**STATED EXERCISE**
Can you quote the lines below exactly, starting at the line with "find the rubbish" and going through the last one?

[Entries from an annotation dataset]
============

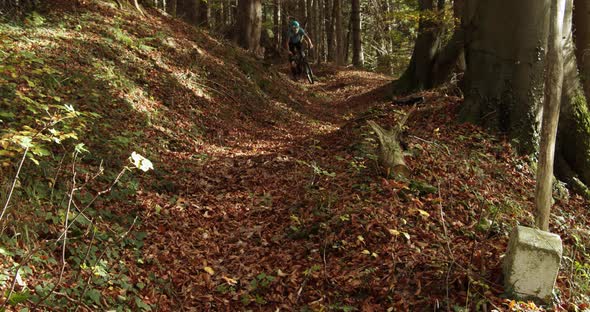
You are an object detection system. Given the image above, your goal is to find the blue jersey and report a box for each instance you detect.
[288,27,305,43]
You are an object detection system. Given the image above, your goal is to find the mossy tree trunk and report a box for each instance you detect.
[557,0,590,191]
[393,0,465,94]
[234,0,262,53]
[573,0,590,97]
[460,0,551,154]
[393,0,444,93]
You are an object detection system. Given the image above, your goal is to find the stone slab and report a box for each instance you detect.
[503,226,563,302]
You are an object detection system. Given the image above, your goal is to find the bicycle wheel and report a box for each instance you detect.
[303,61,315,84]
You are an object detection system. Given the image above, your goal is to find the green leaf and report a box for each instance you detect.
[6,291,31,305]
[135,297,152,311]
[86,289,101,305]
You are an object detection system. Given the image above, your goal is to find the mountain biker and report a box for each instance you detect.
[285,21,313,74]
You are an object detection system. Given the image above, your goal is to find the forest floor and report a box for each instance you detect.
[0,1,590,311]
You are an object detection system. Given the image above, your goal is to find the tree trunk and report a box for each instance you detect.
[394,0,444,93]
[235,0,262,53]
[333,0,344,65]
[573,0,590,97]
[197,0,209,28]
[557,0,590,190]
[460,0,551,154]
[351,0,365,67]
[324,0,336,62]
[296,0,307,22]
[272,0,282,51]
[535,0,566,231]
[314,0,326,64]
[168,0,178,17]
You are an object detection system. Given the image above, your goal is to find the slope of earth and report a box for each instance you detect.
[0,1,590,311]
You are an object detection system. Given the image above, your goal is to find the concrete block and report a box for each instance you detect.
[503,226,562,303]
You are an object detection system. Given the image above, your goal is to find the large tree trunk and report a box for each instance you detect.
[315,0,328,64]
[461,0,551,154]
[168,0,177,17]
[195,0,209,28]
[351,0,365,67]
[535,0,566,231]
[272,0,282,51]
[394,0,444,93]
[324,0,336,62]
[573,0,590,96]
[333,0,344,65]
[557,0,590,191]
[234,0,262,53]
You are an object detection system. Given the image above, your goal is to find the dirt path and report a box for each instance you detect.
[138,69,398,310]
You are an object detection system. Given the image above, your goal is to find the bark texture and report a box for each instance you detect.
[573,0,590,96]
[350,0,365,67]
[535,0,566,231]
[394,0,444,93]
[557,0,590,189]
[235,0,262,53]
[461,0,551,154]
[334,0,344,65]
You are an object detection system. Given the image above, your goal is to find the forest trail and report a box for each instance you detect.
[135,66,402,310]
[0,1,590,311]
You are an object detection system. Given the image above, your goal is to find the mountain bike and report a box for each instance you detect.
[293,49,315,84]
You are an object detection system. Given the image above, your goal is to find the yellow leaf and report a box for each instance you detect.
[222,273,238,285]
[389,229,400,236]
[508,300,516,309]
[418,209,430,218]
[203,267,215,275]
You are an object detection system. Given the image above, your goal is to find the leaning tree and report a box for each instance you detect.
[460,0,590,194]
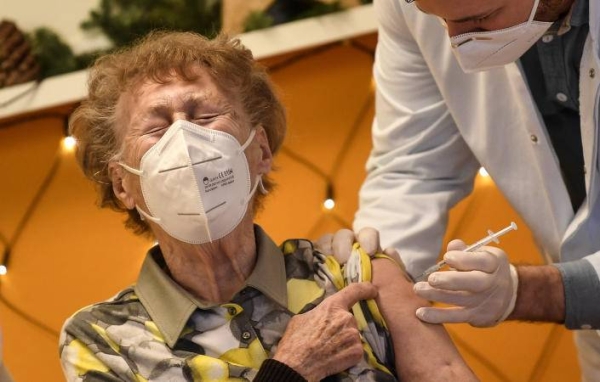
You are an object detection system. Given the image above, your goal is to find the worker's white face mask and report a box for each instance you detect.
[450,0,552,73]
[119,120,264,244]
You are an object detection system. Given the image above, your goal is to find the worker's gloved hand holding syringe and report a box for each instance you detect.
[414,223,518,327]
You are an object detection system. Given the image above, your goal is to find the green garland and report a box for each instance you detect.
[27,0,372,79]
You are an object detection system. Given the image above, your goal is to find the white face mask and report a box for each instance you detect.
[450,0,552,73]
[119,120,264,244]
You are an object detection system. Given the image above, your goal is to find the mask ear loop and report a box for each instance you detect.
[117,162,160,224]
[238,129,256,154]
[242,175,269,204]
[135,205,160,224]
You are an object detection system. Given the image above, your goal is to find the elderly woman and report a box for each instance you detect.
[60,33,472,381]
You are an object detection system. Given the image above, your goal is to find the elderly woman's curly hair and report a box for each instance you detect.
[69,32,286,234]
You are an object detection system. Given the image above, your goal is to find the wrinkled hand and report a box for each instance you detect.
[315,227,404,269]
[414,240,518,327]
[273,283,377,382]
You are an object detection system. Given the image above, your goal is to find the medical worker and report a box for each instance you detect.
[354,0,600,381]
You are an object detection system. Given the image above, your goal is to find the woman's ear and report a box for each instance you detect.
[254,125,273,174]
[108,162,135,210]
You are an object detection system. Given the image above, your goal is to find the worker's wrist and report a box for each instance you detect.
[508,265,565,323]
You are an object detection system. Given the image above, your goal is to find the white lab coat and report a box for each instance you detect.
[354,0,600,380]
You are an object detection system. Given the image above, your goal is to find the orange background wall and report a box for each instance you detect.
[0,36,579,382]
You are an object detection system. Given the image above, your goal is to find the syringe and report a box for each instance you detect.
[415,222,517,282]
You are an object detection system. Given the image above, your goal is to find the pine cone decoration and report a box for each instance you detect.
[0,20,40,88]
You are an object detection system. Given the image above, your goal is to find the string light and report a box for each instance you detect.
[323,182,335,211]
[323,198,335,210]
[63,135,77,151]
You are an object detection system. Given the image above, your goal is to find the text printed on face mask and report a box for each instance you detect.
[202,168,235,192]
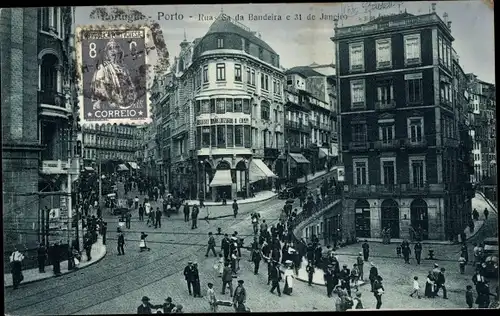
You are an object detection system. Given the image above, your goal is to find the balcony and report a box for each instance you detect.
[405,139,428,148]
[285,120,311,133]
[374,139,401,150]
[375,100,396,111]
[443,137,460,148]
[40,159,70,174]
[349,141,370,151]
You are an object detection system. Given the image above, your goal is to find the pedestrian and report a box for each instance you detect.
[434,268,448,300]
[137,296,154,315]
[270,262,281,296]
[424,271,436,298]
[139,232,151,252]
[465,285,474,308]
[483,207,490,220]
[207,283,217,313]
[9,246,24,290]
[413,241,422,265]
[233,280,247,312]
[221,262,233,297]
[373,275,385,309]
[184,261,195,295]
[117,228,125,256]
[184,202,189,222]
[410,276,421,298]
[252,250,262,275]
[361,239,370,261]
[233,199,238,218]
[306,263,314,286]
[191,205,199,229]
[283,260,294,295]
[458,253,467,274]
[193,262,203,297]
[205,232,217,257]
[368,262,378,292]
[37,242,47,273]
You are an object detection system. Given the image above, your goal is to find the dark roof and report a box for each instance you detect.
[285,66,324,78]
[366,12,415,24]
[207,18,276,54]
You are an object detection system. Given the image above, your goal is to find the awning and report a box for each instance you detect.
[289,153,310,164]
[248,159,277,183]
[318,147,330,159]
[210,170,233,188]
[128,161,139,170]
[117,164,128,171]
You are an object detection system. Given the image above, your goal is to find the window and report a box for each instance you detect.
[349,42,365,71]
[404,34,420,65]
[351,80,365,108]
[377,81,394,104]
[216,64,226,81]
[217,38,224,48]
[409,157,426,187]
[217,125,226,148]
[351,122,368,143]
[379,123,395,144]
[260,101,270,120]
[380,157,396,185]
[234,125,244,147]
[353,158,368,185]
[405,73,423,104]
[203,65,208,83]
[408,117,424,144]
[376,38,392,68]
[227,125,234,147]
[234,64,241,82]
[216,99,226,114]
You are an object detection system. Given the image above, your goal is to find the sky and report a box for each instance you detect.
[75,0,495,83]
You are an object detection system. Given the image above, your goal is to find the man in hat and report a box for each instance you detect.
[184,261,195,295]
[137,296,155,315]
[233,280,247,312]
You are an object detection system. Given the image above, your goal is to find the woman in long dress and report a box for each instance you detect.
[424,271,435,298]
[283,260,294,295]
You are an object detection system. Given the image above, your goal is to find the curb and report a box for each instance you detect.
[4,247,108,288]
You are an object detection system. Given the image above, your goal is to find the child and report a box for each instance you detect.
[207,283,217,313]
[458,254,467,274]
[465,285,474,308]
[306,263,314,286]
[410,276,421,298]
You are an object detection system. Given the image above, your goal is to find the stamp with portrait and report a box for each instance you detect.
[76,25,151,124]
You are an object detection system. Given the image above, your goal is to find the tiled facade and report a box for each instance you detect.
[332,12,471,239]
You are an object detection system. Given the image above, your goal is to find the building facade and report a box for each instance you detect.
[152,14,285,200]
[0,7,79,253]
[332,9,472,239]
[466,74,497,184]
[82,124,141,172]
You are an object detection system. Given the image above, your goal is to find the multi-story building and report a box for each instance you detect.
[0,7,79,253]
[285,66,337,178]
[82,124,141,172]
[467,74,496,183]
[150,14,284,199]
[332,9,471,239]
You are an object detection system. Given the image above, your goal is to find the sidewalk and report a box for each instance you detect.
[187,191,277,206]
[4,236,106,287]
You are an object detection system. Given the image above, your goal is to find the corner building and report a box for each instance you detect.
[171,14,284,200]
[332,12,471,240]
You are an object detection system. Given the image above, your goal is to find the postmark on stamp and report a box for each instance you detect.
[76,25,151,124]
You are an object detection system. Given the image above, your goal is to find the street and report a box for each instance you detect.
[5,185,496,315]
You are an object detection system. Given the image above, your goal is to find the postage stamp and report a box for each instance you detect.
[76,25,151,125]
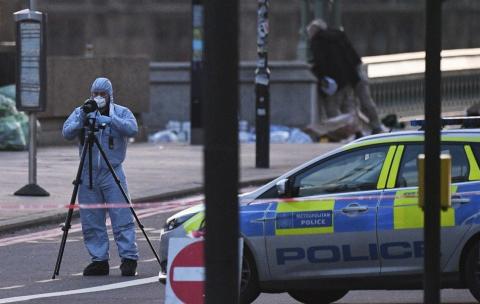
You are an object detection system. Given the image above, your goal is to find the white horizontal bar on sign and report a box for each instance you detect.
[173,267,205,282]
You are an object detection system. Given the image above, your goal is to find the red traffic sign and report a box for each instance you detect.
[168,241,205,304]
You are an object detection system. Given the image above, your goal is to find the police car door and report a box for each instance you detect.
[266,145,394,280]
[377,143,480,274]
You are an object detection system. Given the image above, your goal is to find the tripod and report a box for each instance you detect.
[52,117,160,279]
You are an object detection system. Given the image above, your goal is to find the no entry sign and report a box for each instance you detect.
[165,238,205,304]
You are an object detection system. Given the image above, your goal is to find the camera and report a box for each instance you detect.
[82,99,98,114]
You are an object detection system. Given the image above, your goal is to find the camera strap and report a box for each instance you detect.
[80,128,85,146]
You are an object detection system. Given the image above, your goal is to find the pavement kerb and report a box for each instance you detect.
[0,176,277,236]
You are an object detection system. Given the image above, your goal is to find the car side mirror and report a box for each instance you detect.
[275,178,288,196]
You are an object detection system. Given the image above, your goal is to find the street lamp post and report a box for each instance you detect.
[424,0,442,304]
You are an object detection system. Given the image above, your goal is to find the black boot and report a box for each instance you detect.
[120,259,137,277]
[83,261,110,276]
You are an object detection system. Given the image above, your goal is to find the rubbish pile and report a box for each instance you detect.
[148,120,313,144]
[0,85,28,150]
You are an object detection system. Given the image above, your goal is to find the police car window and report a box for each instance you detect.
[396,145,469,187]
[294,146,388,197]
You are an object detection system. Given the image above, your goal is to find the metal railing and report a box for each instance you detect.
[363,49,480,117]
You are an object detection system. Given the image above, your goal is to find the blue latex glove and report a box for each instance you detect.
[97,115,112,125]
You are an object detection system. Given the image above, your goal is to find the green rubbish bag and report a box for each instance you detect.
[0,95,18,118]
[0,84,16,100]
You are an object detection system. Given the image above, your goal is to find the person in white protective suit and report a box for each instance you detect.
[63,78,138,276]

============

**TASK OUTPUT**
You are an object detection system. Given the image above, your goal is to find the rubbish pile and report a box for each instance you detect.
[148,120,313,144]
[0,85,28,150]
You are an object detection system. Given the image above, your goal is to find the police car window and report a box for each instance you detect.
[396,145,469,187]
[294,146,388,197]
You are an object detection system. Given the image above, your goal is to find the metal railing and report a box for each instance you detect.
[363,49,480,117]
You are an object detection system. Given the image above, your goal is to find the blue latex glove and report a box for each instance you detect.
[97,115,112,125]
You are an object detection system. Given the image above, your goal is to find the green rubbish bag and report a box for each instance you detect.
[0,95,18,118]
[0,84,16,100]
You are an object detection system. Given the image above, your goal is to find the person in white protective suit and report a box for each instance you detect.
[63,78,138,276]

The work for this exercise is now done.